**WHAT YOU WILL DO:** Please output the entries below from the line that contains "Security feed analysis: the operator needs to locate watch" through the final line, reproduced exactly and alone.

───

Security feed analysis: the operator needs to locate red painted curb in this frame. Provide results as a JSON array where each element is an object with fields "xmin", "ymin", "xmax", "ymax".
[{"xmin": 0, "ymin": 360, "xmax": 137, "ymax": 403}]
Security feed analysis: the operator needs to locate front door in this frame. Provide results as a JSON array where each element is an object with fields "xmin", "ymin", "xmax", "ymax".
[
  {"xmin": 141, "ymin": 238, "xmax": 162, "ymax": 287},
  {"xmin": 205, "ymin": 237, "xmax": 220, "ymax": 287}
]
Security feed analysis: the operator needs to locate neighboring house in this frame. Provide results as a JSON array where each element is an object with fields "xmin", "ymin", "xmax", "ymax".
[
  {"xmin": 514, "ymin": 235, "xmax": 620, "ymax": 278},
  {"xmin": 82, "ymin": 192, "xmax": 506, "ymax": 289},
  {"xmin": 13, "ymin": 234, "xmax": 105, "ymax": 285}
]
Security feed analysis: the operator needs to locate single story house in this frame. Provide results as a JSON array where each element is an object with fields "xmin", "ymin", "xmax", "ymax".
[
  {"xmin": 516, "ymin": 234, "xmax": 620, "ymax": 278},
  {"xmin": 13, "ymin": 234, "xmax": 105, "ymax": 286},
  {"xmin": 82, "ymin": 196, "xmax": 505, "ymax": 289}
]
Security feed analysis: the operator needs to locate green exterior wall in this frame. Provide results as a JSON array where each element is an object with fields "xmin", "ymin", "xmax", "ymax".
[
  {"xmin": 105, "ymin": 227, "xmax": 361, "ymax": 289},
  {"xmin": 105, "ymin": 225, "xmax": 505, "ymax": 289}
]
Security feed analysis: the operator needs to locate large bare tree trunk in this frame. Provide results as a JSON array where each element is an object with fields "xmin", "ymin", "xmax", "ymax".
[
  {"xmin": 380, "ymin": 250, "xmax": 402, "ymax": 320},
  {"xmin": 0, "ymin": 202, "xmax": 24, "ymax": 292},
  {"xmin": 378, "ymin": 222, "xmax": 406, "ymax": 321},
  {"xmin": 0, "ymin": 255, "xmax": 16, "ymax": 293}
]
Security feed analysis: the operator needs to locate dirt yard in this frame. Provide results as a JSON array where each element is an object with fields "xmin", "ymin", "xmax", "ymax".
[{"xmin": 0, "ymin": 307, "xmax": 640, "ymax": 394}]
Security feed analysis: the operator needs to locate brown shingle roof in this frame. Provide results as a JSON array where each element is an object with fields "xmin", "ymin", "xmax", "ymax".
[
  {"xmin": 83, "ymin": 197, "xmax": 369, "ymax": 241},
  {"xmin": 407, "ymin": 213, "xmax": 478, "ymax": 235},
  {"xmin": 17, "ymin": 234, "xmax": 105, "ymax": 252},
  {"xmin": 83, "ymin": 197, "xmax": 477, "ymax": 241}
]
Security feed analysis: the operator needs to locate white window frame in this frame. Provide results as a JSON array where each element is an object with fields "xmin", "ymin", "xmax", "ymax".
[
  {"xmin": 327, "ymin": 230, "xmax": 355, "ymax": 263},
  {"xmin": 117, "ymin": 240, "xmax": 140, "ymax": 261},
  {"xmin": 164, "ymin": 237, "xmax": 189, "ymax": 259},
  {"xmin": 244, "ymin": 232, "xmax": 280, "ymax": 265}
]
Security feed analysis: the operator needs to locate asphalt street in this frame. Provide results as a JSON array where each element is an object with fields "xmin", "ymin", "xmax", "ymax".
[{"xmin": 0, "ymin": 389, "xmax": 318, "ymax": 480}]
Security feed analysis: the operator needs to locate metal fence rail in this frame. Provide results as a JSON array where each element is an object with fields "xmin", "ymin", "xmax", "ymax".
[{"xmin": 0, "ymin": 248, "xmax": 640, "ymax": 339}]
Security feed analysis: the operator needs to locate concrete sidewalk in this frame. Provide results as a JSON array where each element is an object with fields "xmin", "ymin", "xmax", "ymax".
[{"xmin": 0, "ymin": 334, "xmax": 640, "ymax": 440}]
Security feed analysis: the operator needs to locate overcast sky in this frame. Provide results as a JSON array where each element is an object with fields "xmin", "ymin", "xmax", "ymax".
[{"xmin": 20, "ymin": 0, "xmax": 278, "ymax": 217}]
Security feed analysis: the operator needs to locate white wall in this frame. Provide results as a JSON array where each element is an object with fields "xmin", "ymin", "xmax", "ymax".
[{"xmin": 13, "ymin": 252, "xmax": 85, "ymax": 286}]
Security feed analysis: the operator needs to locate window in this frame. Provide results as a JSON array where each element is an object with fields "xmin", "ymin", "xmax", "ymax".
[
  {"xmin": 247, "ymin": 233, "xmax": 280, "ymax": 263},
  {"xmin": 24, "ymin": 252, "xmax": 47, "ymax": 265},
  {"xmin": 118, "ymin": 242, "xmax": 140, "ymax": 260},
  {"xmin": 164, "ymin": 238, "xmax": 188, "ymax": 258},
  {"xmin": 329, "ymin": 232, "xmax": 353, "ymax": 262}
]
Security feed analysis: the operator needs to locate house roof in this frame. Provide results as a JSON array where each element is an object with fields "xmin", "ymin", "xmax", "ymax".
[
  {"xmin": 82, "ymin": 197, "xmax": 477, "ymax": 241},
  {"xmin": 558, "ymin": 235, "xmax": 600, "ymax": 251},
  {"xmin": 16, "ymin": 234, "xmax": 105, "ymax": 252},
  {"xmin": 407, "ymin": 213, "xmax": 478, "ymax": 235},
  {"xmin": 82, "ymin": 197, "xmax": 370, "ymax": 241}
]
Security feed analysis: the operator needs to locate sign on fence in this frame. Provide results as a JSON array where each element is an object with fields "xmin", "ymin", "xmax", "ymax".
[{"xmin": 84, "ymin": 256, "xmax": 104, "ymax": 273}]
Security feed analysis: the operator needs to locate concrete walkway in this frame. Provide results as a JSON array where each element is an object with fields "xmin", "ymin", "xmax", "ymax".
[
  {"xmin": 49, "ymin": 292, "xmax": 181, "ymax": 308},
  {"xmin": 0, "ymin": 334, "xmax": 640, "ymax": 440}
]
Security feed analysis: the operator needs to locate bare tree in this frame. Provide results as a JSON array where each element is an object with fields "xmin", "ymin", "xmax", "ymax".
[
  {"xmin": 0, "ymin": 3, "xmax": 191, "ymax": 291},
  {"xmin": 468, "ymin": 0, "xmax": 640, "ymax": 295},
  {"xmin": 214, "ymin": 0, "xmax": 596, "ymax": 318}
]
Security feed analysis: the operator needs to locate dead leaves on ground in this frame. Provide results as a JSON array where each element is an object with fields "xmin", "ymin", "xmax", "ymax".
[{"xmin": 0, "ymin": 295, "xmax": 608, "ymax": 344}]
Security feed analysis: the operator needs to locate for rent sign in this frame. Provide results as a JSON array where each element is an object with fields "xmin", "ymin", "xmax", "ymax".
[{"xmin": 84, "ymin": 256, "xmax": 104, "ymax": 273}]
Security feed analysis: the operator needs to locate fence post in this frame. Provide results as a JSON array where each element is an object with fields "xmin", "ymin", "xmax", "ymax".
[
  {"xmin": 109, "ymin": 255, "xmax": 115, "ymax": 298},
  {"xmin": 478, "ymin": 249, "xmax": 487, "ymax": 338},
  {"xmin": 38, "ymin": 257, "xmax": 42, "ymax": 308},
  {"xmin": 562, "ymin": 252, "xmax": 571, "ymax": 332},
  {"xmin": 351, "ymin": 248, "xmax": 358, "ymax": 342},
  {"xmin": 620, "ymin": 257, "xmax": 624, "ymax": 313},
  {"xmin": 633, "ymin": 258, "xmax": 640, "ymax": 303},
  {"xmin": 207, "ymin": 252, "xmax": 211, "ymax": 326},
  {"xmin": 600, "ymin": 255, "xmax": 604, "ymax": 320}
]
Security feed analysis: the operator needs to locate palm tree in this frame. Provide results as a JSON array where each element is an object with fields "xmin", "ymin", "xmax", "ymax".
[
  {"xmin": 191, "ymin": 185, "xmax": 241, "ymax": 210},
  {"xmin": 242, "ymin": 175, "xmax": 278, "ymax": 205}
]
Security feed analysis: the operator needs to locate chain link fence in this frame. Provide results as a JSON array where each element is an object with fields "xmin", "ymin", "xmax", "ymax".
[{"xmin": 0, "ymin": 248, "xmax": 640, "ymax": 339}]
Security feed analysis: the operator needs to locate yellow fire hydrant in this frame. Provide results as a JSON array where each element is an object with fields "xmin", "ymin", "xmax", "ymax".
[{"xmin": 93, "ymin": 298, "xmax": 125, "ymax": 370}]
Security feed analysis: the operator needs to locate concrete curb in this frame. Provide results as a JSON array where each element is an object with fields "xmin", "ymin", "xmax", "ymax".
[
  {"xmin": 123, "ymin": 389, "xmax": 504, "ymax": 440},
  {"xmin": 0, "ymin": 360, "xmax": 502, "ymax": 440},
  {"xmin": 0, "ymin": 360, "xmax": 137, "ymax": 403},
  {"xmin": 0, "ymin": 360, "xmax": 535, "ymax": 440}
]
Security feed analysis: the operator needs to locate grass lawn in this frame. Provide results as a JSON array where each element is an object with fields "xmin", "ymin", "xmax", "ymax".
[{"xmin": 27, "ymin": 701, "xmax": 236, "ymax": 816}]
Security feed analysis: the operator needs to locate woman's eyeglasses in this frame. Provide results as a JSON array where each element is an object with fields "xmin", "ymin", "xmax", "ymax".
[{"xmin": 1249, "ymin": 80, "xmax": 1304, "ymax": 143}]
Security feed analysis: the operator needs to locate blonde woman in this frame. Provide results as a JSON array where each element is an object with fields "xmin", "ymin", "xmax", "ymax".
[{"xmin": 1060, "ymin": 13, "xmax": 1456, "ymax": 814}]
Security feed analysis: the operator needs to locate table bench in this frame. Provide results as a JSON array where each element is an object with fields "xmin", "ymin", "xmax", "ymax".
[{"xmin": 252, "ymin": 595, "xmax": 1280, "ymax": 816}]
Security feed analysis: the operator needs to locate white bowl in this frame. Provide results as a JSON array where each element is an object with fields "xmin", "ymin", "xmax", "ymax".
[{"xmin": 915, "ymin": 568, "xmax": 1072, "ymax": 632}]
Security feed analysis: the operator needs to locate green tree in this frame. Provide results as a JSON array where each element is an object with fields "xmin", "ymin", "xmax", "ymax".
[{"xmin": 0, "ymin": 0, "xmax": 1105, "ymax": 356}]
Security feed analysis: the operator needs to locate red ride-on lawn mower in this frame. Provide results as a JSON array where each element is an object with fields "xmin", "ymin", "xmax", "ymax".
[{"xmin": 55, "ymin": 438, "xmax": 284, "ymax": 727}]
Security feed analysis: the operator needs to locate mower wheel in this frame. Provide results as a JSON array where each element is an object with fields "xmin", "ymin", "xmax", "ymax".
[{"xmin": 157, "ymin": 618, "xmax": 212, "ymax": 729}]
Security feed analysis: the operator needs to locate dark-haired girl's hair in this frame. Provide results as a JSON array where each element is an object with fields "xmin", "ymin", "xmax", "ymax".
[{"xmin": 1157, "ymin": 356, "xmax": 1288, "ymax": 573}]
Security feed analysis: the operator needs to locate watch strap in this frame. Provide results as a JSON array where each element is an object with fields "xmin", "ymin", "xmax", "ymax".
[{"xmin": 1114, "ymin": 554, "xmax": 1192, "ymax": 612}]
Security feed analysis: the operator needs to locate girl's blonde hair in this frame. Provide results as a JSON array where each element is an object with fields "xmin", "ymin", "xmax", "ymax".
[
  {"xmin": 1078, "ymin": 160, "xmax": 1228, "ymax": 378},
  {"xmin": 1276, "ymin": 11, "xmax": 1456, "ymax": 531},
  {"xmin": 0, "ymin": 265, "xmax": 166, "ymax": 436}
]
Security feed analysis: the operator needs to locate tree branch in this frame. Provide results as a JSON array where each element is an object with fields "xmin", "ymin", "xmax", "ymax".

───

**ANSWER FOR THE TASK:**
Security feed analysis: the operator needs to locate watch strap in this frame. Provide results as a JSON array where each element is an object with fields "xmin", "ymin", "xmax", "ymax".
[{"xmin": 1114, "ymin": 554, "xmax": 1192, "ymax": 612}]
Security feed analysis: the operator needs to locate girl's blonde hair in this frame. Provide results as a JSON array where each element is an object with fields "xmin", "ymin", "xmax", "ymax".
[
  {"xmin": 1078, "ymin": 160, "xmax": 1228, "ymax": 378},
  {"xmin": 1276, "ymin": 11, "xmax": 1456, "ymax": 531},
  {"xmin": 0, "ymin": 265, "xmax": 166, "ymax": 436}
]
Security feed analysis: the operator needs to locate tree branch in this frame. Provide results as a JSON array where each element is an object with fields "xmin", "ymin", "xmax", "ymax".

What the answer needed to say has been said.